GIVEN PASSAGE:

But Democrats, referring frequently to the Gulf oil spill, said it made no sense to undermine efforts to curtail greenhouse gas emissions and reduce dependence on oil and other fossil fuels.

The effort to block the rules "is an attempt to bury our heads in the sand and ignore reality," said Sen. Tom Udall, D-N.M.

Obama said the vote was another reminder of the need to pass legislation to reduce the country's reliance on oil. The White House had issued a veto threat this week, saying the resolution would block efforts to cut pollution that could harm people's health and well-being.

"Today the Senate chose to move America forward, towards that clean energy economy — not backward to the same failed policies that have left our nation increasingly dependent on foreign oil," he said.

The EPA crafted standards on greenhouse gas emissions by big polluters after the Supreme Court ruled that those emissions could be considered a danger to human health and thus could be regulated under the Clean Air Act. The rules are to go into effect next January.

The poor chances of the anti-EPA measure overcoming a veto and becoming law did not deter fierce debate.

Senate Republican leader Mitch McConnell of Kentucky called the new regulations a "blatant power grab by the administration and the EPA." With a broad energy bill unlikely to pass this year, "the administration has shifted course and is now trying to get done through the back door what they haven't been able to get done through the front door," he said.

But Senate Majority Leader Harry Reid, D-Nev., called the blocking measure, "a great big gift to big oil" that would "increase pollution, increase our dependence on foreign oil and stall our efforts to create jobs" in clean energy.

MATERIAL SUPPLIED:
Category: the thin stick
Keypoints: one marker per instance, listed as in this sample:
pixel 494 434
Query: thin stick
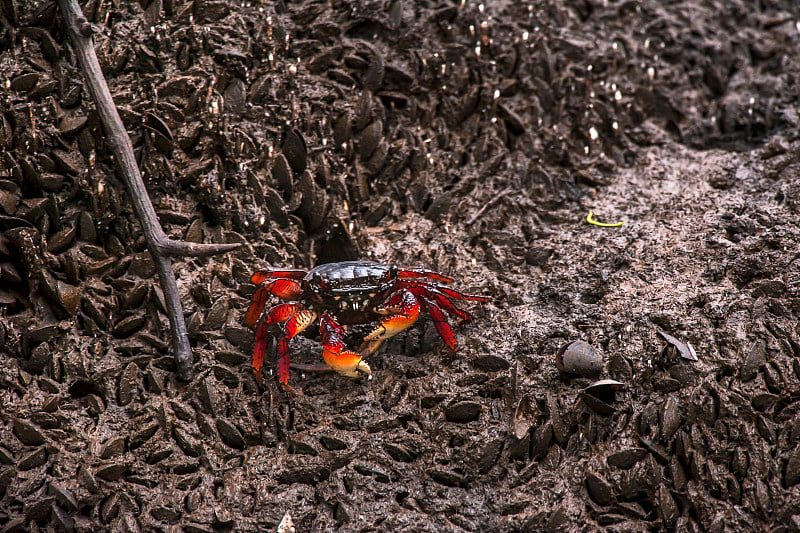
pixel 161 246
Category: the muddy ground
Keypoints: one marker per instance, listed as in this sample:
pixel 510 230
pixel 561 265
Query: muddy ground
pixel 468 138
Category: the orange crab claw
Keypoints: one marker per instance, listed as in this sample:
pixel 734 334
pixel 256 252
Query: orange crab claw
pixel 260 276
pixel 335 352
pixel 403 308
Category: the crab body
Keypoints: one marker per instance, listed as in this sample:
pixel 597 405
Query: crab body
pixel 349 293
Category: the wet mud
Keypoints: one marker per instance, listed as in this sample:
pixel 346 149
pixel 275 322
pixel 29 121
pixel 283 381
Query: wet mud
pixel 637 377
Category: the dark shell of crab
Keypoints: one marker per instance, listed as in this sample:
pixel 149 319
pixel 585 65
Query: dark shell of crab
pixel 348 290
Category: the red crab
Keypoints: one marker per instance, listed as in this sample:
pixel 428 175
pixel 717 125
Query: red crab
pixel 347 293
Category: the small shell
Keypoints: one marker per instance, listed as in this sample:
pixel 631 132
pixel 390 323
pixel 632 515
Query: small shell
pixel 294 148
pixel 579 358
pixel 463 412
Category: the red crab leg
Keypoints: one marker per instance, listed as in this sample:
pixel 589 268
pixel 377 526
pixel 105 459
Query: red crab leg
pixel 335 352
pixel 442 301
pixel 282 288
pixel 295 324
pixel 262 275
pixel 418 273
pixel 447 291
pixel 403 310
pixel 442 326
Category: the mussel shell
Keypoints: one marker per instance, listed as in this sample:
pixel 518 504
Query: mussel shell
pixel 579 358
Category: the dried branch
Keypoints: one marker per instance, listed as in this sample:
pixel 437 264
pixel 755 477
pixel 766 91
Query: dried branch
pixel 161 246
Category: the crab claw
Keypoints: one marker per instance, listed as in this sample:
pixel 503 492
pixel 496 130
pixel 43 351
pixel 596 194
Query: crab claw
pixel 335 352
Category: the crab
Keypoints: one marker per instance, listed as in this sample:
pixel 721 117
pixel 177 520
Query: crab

EXERCISE BRIEF: Continue the news article on the Senate vote over the EPA greenhouse gas rules, starting after its final sentence.

RESPONSE BELOW:
White House press secretary Robert Gibbs said Thursday that he anticipated the Senate taking up a broader energy bill in the next several weeks "and hopefully we can get something done before Congress adjourns this year."

The sponsor of Thursday's resolution, Republican Sen. Lisa Murkowski of oil-rich Alaska, said her intent was to protect the authority of Congress, not the interests of the oil industry. "It should be up to us to set the policy of this country, not unelected bureaucrats within an agency," she said.

Her Democratic allies used similar arguments. "The regulatory approach is the wrong way to promote renewable energy and clean energy jobs in Arkansas and the rest of the country," said Sen. Blanche Lincoln of Arkansas, who faces a difficult re-election campaign this summer.

Sen. Jim Webb, D-Va., who opposed the resolution, agreed that Congress should not cede its authority to the executive branch but expressed concern the measure would reverse progress made in such areas as vehicle emissions. He said he supported a bill that would suspend EPA's regulation of greenhouse gases from stationary sources for two years.

Murkowski, too, said Congress should be working harder to come up with an energy bill. The issue was whether a consensus was possible this year.

"Here's the real rub," said Sen. Lindsey Graham, a South Carolina Republican who has worked with Democrats on possible energy legislation. "If we stop them (the rules), are we going to do anything?"

"This is going to be the great hypocrisy test," said Sen. John Kerry, D-Mass., cosponsor of a major clean energy proposal. He asked whether those demanding that Congress act first would actually vote for change.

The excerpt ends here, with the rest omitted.